(Pointing dataset records)
# # # # # # #
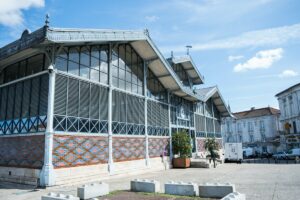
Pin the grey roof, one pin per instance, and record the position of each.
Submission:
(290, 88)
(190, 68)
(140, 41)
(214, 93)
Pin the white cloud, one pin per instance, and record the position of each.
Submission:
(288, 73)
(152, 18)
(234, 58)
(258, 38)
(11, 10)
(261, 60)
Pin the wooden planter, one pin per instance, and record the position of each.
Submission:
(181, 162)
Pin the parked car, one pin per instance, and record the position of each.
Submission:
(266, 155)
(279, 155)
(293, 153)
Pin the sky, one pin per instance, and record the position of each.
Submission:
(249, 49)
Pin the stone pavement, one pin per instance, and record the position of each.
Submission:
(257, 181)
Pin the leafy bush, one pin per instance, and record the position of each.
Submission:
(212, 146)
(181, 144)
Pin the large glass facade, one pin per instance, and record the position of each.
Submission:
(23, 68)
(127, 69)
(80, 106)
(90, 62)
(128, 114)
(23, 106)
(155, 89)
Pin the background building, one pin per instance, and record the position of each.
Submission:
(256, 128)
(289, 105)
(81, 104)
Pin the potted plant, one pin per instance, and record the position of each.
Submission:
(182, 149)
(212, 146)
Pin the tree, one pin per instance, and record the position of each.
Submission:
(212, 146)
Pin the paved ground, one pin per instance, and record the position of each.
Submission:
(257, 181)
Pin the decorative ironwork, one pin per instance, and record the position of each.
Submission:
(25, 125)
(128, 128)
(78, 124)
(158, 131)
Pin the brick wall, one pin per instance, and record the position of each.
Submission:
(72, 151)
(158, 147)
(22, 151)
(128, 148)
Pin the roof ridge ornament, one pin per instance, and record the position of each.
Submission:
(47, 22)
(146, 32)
# # # # # # #
# THE EXERCISE
The lines to reproduce run from the one that contains "Pin the tree, one" through the last line above; copy them exactly.

# RESULT FOR THIS TASK
Pin the tree, one pin per instance, and record the position of each.
Submission:
(212, 146)
Pin the paved ground, one pin per instance, and record the position of each.
Submission:
(257, 181)
Pin the decorative ironwork, one pin per instance, and record the position of each.
Submission:
(25, 125)
(128, 128)
(78, 124)
(158, 131)
Pin the brick wall, one pin per instance, and record the position of each.
Submission:
(72, 151)
(158, 147)
(22, 151)
(128, 148)
Pin the roof ridge ornament, one pin per instance, and record the position of each.
Submission:
(47, 22)
(146, 32)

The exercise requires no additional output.